(Annotation records)
^^^^^^^^^^^^^^^^

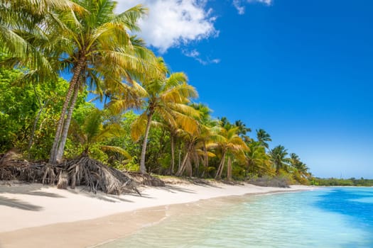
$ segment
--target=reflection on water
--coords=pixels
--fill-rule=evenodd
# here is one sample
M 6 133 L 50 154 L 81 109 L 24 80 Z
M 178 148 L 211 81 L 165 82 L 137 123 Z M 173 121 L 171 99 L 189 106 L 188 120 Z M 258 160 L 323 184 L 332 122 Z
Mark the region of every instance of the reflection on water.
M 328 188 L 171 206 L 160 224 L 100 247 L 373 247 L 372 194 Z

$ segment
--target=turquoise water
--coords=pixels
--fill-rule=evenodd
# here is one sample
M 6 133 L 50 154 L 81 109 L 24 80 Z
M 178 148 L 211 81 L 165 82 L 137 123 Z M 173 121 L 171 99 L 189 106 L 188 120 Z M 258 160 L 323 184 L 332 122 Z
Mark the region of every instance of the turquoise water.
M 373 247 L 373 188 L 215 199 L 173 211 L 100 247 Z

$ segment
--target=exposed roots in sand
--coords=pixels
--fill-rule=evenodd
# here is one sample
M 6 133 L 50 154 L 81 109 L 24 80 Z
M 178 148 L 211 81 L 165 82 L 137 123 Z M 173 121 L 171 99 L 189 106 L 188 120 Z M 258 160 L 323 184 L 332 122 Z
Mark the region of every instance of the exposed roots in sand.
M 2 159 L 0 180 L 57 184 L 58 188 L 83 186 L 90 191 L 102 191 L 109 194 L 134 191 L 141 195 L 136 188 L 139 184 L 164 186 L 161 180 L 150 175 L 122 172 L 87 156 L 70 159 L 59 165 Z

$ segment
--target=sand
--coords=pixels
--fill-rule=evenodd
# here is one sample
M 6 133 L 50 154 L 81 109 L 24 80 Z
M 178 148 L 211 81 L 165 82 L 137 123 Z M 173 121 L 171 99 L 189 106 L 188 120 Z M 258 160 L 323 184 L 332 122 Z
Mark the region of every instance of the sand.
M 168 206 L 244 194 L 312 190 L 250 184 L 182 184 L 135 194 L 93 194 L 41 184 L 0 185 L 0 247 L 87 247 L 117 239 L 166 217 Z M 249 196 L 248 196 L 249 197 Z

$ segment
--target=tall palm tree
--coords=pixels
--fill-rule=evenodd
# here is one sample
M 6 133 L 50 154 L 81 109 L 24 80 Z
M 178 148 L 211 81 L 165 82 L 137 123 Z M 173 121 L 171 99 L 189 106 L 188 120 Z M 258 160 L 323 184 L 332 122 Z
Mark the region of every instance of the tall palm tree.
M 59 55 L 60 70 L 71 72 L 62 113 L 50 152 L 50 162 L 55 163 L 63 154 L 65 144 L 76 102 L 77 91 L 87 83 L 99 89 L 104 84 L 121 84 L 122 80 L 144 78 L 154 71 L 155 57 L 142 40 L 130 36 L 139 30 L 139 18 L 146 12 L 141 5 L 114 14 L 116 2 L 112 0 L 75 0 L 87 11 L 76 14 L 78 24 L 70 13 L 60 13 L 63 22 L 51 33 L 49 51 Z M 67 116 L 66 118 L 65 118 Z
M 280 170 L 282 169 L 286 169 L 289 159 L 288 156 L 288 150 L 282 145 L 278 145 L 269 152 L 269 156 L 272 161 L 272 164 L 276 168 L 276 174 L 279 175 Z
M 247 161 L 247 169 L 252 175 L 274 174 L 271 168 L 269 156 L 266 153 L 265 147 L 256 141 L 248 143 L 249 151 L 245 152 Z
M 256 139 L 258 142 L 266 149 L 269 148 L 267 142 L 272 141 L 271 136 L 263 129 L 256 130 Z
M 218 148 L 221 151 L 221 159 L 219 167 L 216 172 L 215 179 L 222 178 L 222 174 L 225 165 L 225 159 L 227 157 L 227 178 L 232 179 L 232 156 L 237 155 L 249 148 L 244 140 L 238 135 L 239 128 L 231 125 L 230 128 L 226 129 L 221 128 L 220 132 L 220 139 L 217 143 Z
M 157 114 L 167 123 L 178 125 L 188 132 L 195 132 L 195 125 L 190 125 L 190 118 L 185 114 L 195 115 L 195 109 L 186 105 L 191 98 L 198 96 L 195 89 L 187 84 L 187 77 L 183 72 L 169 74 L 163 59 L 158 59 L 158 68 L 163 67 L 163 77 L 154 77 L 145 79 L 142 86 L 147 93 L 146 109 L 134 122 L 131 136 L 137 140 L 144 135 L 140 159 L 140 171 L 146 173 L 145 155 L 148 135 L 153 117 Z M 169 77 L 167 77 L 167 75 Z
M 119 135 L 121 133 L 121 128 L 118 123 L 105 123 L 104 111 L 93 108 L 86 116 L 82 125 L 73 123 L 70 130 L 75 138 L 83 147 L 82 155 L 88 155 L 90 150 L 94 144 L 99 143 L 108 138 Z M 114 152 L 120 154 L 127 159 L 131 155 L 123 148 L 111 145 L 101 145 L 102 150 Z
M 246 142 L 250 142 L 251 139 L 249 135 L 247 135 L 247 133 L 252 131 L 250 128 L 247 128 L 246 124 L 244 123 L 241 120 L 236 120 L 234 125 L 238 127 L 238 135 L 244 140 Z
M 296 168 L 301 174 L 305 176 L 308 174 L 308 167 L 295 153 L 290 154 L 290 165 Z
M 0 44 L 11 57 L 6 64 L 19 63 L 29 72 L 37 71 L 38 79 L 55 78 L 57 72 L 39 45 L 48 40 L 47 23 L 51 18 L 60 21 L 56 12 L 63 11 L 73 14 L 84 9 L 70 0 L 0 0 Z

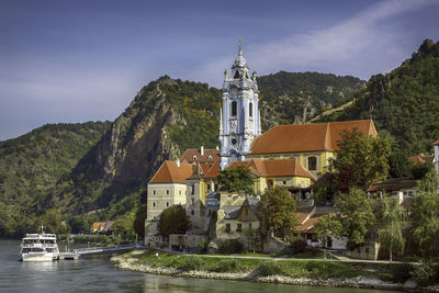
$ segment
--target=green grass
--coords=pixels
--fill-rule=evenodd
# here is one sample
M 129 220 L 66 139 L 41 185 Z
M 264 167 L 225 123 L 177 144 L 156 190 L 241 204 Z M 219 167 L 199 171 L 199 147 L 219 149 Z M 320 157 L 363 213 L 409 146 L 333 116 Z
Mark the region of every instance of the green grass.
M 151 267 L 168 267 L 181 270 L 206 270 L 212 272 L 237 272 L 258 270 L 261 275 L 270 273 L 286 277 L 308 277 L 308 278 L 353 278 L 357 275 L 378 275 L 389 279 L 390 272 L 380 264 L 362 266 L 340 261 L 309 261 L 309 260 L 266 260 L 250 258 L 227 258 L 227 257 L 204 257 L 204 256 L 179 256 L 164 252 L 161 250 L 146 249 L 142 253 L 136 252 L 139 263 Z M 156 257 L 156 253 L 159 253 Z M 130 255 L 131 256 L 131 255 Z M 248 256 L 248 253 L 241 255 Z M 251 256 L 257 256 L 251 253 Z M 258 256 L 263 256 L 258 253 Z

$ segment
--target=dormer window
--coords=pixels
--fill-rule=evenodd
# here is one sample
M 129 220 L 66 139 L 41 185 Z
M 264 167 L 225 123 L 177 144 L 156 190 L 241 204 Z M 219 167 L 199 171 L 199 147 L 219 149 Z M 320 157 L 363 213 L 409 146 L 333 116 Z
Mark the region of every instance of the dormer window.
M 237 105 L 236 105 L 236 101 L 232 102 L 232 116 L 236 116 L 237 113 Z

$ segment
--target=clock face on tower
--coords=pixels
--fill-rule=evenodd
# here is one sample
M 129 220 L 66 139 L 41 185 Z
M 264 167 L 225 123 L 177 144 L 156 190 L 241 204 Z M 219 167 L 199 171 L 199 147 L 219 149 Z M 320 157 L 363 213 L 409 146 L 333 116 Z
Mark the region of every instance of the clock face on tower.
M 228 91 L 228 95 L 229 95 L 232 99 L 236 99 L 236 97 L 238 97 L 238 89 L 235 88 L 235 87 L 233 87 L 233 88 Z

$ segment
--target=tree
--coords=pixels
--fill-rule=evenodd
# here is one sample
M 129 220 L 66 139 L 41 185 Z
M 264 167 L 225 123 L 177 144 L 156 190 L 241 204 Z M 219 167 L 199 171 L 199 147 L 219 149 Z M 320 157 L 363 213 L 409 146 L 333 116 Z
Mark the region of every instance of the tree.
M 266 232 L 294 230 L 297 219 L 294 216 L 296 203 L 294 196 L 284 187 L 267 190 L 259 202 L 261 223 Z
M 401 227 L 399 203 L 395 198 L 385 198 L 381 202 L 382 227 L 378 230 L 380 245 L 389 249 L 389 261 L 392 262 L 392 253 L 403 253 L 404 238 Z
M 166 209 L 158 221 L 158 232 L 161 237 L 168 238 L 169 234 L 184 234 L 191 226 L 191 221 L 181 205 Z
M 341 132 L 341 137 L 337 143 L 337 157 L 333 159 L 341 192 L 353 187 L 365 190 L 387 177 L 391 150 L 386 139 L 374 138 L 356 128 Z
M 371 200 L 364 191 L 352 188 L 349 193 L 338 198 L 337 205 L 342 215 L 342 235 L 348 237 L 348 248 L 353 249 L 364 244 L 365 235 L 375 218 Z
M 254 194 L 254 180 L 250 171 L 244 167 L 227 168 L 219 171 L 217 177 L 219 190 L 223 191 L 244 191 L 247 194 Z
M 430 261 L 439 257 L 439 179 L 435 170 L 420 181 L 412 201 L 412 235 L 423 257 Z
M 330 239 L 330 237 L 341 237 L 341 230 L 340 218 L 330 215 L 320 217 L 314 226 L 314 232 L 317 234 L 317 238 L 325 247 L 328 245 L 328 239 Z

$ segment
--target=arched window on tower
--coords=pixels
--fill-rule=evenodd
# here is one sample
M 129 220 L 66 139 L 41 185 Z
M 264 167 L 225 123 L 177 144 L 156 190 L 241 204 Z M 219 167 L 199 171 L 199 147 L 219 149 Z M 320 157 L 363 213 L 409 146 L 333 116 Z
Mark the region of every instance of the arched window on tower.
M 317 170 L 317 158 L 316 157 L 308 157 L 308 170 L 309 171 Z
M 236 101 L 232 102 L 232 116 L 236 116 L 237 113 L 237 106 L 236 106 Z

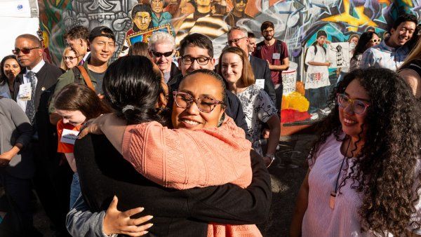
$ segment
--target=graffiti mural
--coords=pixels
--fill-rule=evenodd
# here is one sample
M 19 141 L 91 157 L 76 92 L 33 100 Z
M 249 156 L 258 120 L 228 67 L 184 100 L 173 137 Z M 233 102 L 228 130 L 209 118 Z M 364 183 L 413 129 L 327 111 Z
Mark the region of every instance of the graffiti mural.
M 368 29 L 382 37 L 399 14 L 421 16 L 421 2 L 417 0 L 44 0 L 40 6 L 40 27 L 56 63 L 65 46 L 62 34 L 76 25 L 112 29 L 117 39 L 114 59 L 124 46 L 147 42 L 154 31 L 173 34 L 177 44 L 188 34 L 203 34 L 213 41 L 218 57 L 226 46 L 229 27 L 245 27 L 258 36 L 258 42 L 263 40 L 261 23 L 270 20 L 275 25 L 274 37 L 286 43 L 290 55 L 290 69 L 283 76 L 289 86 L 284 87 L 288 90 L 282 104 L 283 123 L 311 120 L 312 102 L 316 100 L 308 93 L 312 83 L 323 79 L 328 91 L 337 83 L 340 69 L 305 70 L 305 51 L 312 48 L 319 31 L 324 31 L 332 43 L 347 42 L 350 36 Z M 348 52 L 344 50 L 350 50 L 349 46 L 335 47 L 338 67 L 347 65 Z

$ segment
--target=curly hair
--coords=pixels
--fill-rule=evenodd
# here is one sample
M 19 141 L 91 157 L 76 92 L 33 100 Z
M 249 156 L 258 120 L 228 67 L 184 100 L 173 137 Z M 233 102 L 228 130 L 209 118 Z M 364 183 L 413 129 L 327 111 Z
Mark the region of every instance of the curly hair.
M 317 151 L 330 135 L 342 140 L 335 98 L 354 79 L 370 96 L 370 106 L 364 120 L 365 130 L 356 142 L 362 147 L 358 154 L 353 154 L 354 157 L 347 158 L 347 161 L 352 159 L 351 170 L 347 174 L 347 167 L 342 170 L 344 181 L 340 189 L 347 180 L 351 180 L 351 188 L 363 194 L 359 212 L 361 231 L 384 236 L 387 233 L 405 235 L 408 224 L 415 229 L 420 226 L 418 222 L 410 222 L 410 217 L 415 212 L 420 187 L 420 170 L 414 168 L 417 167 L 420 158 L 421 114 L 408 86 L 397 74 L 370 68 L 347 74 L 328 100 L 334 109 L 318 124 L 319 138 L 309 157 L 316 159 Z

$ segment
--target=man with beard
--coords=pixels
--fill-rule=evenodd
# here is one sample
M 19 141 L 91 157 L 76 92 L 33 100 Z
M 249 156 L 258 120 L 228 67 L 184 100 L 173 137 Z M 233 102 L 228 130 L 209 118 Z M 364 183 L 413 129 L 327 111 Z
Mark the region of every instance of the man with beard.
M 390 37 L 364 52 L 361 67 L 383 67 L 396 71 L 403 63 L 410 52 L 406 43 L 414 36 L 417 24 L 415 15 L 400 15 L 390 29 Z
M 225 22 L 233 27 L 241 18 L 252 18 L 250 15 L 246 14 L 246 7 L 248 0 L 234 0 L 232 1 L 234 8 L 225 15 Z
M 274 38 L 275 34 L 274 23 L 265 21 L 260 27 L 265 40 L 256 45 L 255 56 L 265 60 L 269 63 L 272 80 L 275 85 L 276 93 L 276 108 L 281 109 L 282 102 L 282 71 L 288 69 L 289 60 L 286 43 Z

^^^^^^^^^^^^^^^^

* _YOUR GOAL_: Transcribe the records line for line from their first line through the line containing "M 328 188 L", including that line. Leave the pictures out of your answer.

* _SOLUTION TO THIS TASK_:
$ segment
--target=reflection on water
--coords=pixels
--fill-rule=evenodd
# here is one sample
M 6 133 L 50 154 L 81 109 L 24 80 Z
M 178 148 L 211 81 L 165 82 L 137 123 Z M 173 121 L 171 99 L 189 106 L 188 120 Z M 258 160 L 323 184 L 332 122 Z
Mark the region of every instance of the reflection on water.
M 328 188 L 171 206 L 160 224 L 100 247 L 373 247 L 372 194 Z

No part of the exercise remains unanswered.